## Goal:
Identify every line in the items below that contains the word "arched", and copy each of those lines. Matching is case-sensitive.
### Data
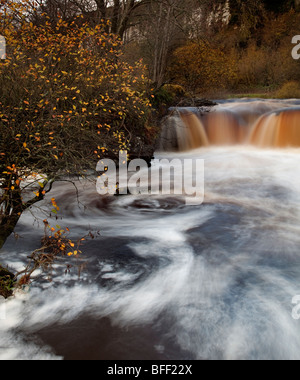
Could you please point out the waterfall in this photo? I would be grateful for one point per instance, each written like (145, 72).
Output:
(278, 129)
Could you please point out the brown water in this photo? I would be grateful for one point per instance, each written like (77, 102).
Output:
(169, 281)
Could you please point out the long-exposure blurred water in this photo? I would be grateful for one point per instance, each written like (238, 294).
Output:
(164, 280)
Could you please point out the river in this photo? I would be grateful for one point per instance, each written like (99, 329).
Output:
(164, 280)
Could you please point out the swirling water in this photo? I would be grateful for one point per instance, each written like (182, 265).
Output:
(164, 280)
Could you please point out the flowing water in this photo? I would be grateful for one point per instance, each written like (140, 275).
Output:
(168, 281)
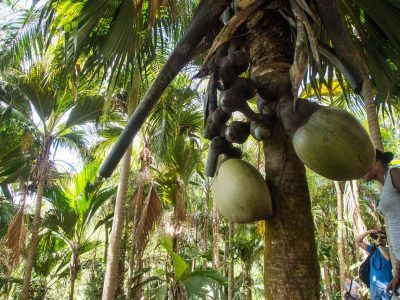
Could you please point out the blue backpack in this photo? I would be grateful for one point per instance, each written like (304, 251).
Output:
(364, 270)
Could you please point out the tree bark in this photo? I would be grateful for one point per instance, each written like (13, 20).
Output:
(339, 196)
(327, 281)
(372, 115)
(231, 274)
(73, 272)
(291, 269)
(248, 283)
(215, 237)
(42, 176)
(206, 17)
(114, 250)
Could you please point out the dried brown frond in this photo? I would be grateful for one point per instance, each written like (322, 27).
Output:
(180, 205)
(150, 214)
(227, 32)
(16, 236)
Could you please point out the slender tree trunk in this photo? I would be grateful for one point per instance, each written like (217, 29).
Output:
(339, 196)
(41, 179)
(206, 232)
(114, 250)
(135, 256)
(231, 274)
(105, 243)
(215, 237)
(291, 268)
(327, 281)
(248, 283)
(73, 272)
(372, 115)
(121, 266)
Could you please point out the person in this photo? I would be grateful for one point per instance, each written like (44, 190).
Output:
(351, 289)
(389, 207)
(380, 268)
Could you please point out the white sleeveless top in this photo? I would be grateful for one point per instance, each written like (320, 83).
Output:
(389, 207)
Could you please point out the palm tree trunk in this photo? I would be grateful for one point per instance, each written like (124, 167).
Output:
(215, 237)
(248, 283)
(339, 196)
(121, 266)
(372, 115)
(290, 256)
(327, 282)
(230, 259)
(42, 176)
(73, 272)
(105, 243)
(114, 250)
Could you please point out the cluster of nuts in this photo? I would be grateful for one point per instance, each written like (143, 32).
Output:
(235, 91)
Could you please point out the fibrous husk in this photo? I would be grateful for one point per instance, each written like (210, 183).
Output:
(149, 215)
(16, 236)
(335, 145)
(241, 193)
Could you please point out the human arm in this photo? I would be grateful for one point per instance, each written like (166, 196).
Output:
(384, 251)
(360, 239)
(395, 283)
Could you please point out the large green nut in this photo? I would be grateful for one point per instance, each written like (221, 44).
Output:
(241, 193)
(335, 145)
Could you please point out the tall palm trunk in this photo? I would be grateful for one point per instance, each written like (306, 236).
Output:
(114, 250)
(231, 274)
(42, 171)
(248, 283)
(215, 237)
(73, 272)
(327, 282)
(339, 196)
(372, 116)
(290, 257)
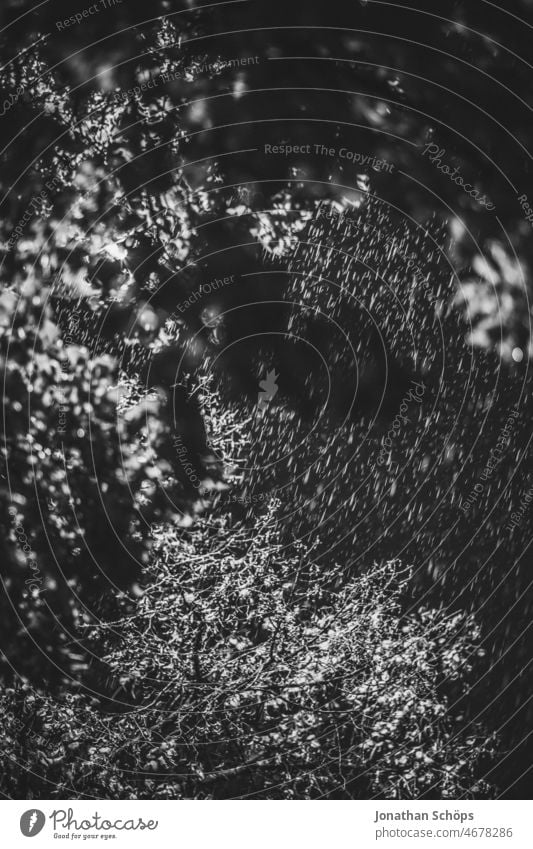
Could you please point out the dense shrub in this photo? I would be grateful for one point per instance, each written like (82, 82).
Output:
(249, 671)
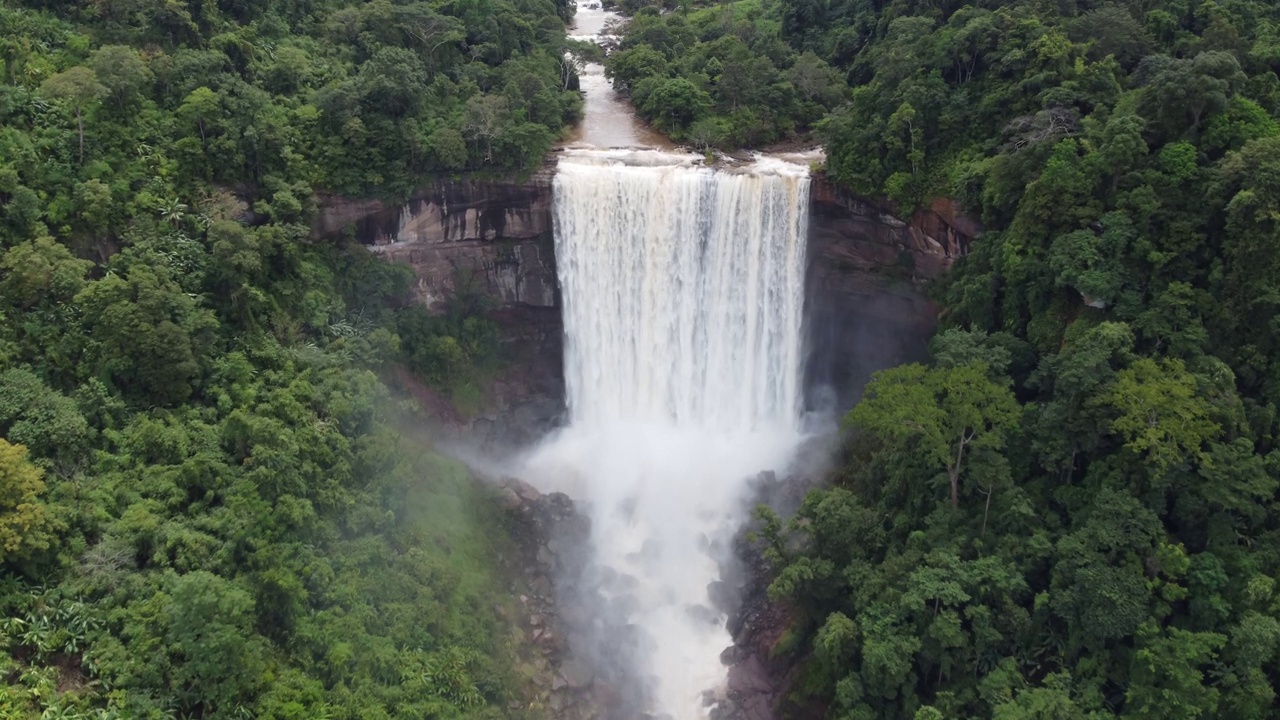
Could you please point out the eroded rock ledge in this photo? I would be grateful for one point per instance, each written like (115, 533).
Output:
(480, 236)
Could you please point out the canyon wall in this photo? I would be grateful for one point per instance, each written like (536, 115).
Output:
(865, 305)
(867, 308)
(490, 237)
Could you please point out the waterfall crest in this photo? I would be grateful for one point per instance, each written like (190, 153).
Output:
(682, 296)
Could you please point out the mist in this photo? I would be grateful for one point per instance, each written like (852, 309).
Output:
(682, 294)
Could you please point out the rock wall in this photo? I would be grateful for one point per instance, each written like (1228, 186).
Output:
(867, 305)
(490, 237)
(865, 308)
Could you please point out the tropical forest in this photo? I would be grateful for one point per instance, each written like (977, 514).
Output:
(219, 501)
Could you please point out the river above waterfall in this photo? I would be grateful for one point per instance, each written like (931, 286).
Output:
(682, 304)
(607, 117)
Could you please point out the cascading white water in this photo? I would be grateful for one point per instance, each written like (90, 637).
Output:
######
### Data
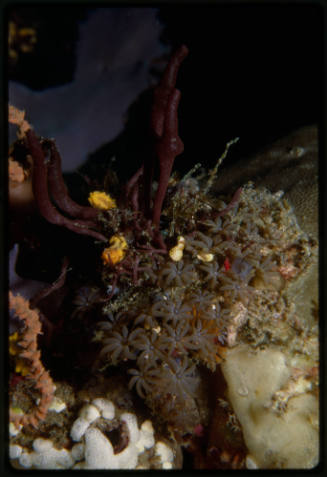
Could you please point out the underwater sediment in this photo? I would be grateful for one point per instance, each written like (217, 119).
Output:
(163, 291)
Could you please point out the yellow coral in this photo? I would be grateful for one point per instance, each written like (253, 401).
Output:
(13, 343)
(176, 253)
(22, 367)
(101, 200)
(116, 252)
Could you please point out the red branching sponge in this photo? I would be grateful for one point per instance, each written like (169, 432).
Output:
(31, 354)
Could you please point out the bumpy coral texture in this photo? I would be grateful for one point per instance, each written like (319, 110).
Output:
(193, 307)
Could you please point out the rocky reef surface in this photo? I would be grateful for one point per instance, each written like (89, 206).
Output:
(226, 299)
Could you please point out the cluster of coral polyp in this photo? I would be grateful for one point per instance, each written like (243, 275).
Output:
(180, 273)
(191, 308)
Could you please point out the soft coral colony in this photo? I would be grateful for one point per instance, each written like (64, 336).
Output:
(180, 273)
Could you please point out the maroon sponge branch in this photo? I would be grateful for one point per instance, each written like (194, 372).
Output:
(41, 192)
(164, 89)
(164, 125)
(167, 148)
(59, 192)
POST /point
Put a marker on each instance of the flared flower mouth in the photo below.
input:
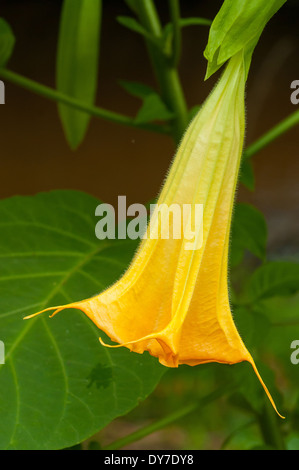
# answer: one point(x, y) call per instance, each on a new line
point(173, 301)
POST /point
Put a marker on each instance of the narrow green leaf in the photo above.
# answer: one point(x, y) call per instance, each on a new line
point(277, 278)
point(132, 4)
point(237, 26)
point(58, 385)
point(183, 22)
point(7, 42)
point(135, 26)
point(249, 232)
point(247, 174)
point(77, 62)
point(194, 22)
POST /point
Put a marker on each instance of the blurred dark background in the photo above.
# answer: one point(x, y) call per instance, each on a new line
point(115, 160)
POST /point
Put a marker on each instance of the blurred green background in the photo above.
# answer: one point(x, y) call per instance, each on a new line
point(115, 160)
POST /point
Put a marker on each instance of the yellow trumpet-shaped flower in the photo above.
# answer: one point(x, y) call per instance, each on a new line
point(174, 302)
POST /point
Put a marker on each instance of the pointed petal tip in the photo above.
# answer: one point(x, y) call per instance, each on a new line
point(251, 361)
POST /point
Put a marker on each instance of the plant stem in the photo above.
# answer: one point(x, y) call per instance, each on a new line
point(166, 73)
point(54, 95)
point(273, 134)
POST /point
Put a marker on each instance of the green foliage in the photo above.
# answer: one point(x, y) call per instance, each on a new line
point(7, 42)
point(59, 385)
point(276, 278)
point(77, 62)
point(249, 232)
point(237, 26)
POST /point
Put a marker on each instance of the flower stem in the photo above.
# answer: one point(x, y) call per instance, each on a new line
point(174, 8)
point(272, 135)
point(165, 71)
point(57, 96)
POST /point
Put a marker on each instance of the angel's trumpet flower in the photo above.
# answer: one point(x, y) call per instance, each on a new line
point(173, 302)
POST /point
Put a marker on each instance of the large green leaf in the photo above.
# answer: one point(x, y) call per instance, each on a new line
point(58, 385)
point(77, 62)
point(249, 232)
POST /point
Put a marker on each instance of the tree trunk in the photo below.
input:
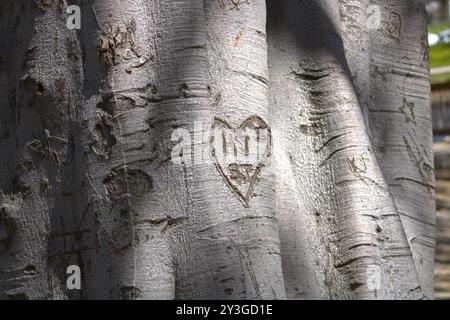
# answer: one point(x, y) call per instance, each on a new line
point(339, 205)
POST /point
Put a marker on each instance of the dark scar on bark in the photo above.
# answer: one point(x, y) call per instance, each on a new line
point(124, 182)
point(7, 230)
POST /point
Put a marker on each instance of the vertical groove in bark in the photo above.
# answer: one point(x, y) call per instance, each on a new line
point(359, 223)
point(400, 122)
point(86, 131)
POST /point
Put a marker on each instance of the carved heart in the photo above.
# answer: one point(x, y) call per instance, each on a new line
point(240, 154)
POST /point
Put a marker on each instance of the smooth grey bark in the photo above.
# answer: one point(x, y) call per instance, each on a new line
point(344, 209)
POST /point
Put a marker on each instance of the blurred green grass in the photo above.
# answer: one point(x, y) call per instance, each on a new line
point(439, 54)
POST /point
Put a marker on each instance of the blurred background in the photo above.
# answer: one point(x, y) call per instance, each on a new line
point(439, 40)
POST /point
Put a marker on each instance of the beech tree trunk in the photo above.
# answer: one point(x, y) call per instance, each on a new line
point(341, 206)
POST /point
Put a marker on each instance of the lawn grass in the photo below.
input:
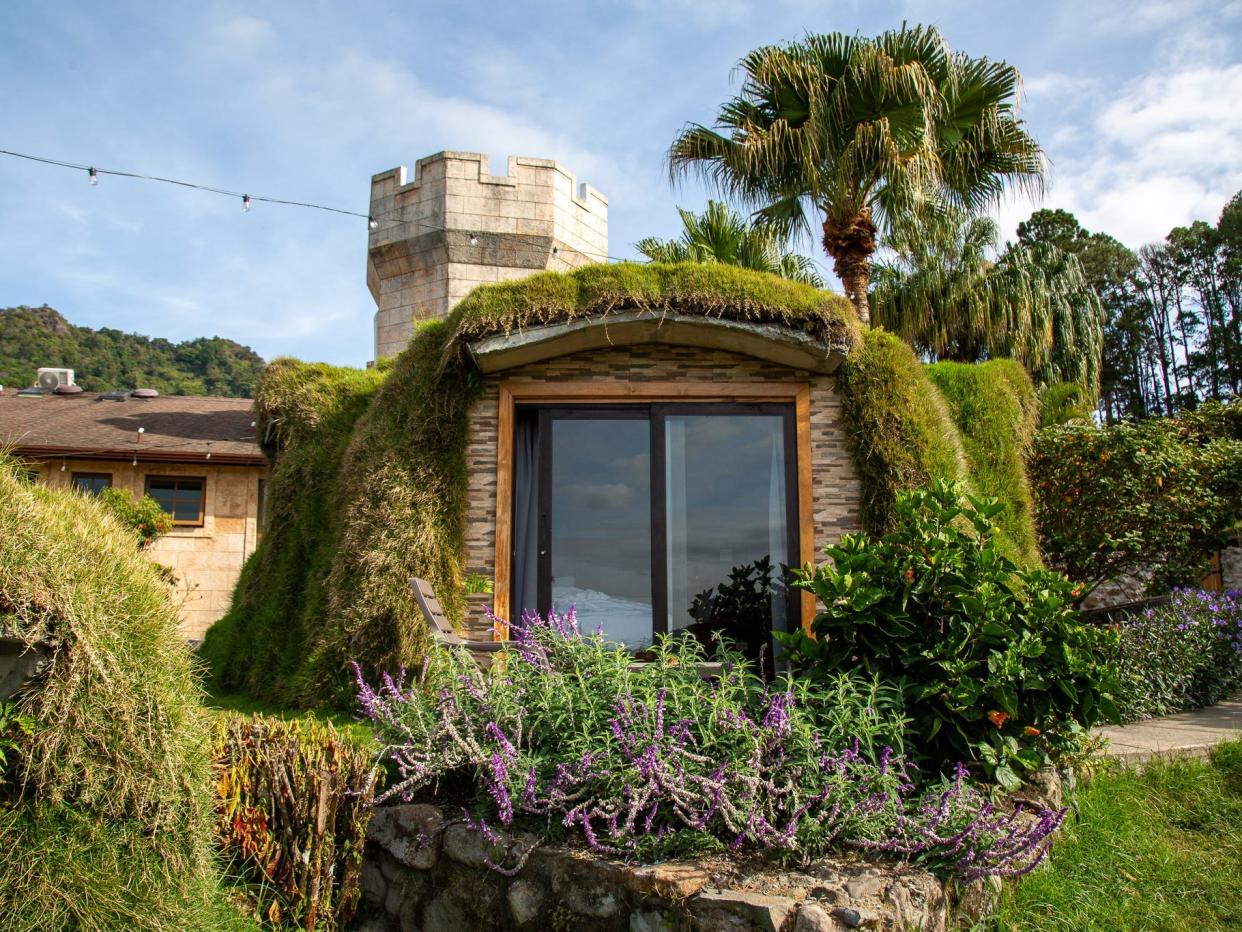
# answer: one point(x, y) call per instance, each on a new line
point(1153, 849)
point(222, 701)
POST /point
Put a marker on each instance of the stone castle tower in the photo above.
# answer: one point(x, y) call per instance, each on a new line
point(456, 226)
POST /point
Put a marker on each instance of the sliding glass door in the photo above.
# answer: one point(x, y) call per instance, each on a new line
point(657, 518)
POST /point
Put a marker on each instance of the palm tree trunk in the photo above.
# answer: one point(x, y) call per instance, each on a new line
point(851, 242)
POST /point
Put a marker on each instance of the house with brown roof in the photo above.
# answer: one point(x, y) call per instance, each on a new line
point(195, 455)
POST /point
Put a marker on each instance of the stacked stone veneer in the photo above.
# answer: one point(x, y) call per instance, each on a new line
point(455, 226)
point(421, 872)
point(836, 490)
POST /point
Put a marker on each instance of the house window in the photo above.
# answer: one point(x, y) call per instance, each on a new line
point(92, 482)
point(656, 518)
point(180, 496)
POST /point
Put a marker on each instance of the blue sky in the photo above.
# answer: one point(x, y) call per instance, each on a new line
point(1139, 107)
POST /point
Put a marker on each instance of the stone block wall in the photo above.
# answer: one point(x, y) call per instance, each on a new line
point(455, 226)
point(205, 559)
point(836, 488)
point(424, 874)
######
### Data
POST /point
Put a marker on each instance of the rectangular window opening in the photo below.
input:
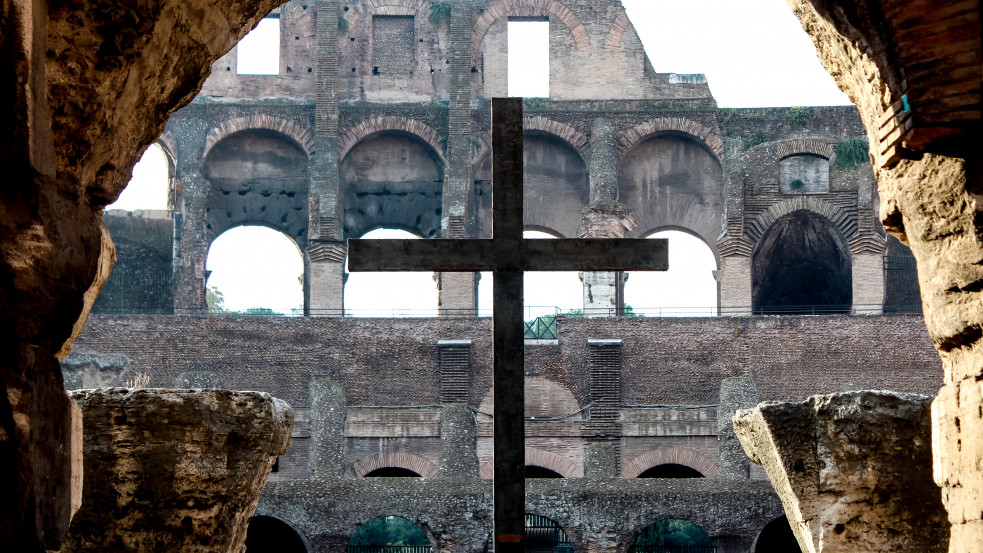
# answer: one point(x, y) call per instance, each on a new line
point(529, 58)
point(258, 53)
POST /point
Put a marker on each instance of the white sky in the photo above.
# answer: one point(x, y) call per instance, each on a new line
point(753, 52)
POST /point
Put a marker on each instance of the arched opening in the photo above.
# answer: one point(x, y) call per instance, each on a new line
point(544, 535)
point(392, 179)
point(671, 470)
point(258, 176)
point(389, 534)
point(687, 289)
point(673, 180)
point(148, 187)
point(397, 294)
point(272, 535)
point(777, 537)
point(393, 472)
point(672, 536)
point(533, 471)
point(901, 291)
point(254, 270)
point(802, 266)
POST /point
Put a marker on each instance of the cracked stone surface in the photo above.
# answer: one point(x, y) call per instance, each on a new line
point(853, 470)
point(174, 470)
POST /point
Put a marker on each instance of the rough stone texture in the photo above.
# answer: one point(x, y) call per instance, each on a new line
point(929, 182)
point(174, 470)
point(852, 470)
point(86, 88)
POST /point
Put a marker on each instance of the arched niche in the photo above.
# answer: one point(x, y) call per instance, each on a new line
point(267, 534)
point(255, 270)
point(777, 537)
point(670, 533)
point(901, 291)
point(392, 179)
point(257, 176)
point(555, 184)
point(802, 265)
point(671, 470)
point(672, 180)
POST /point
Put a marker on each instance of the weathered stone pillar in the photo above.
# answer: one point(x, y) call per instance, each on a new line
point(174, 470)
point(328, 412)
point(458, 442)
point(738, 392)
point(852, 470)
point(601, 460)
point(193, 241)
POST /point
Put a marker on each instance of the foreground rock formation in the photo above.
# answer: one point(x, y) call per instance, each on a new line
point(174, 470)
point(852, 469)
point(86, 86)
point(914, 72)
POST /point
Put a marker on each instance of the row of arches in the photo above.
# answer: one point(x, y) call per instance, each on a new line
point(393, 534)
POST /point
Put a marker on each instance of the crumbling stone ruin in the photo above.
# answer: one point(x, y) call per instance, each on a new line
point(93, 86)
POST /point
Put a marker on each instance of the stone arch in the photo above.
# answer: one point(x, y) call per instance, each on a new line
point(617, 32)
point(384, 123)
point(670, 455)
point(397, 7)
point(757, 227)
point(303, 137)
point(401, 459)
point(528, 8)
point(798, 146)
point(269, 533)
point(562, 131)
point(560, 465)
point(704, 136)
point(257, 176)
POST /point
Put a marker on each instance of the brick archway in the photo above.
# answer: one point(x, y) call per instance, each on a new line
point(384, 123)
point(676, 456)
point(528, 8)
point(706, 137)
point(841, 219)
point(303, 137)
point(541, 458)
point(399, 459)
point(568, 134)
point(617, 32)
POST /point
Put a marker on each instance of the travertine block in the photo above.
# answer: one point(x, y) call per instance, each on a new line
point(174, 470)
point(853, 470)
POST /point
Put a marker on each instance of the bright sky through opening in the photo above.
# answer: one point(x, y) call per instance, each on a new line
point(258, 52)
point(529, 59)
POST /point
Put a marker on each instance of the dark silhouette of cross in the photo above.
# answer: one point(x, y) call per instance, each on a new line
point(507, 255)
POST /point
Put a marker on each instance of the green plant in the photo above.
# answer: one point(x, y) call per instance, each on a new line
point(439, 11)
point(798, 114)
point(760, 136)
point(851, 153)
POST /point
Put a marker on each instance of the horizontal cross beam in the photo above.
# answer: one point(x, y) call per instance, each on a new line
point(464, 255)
######
## Result of this task:
Put a marker on each instance of the arched opening in the photo above.
Put a marker on each instance of the arched niche in the photo above.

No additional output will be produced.